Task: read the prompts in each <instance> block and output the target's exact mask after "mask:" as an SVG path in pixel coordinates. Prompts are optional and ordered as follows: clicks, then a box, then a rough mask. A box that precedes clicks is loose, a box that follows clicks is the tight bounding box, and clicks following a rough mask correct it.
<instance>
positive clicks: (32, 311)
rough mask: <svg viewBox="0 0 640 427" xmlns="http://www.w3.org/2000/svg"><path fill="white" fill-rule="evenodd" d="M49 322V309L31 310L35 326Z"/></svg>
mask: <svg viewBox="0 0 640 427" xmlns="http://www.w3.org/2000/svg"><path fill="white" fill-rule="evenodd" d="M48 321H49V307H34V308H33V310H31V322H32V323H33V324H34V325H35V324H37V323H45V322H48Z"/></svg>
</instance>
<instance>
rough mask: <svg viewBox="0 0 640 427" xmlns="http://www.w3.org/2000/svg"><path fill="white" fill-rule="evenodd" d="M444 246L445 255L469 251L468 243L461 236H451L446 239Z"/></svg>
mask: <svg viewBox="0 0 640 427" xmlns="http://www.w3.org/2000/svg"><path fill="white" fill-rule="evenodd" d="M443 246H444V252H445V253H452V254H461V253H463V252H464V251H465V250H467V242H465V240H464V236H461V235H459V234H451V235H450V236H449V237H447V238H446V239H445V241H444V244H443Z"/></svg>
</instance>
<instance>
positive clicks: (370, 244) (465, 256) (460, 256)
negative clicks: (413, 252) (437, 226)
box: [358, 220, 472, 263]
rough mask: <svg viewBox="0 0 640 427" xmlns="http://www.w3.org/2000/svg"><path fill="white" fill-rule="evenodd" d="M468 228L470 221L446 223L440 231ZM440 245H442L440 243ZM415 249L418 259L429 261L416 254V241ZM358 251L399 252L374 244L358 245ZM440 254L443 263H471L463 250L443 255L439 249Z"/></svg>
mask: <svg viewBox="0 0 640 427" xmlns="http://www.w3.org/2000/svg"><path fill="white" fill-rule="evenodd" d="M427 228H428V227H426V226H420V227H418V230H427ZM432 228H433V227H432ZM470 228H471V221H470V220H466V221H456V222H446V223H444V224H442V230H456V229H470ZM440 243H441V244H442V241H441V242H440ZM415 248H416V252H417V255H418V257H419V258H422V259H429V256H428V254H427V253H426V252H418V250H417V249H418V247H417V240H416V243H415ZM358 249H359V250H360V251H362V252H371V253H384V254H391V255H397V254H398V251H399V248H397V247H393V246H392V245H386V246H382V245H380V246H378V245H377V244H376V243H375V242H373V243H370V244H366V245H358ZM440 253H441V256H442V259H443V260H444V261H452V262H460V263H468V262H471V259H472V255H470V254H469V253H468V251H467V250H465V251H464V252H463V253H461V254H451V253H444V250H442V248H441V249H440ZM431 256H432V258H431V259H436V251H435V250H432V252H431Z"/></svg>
:::::
• Task item: Lines in the listing above that hold the string "positive" need counting. Please reply with the total only.

• Task response: 2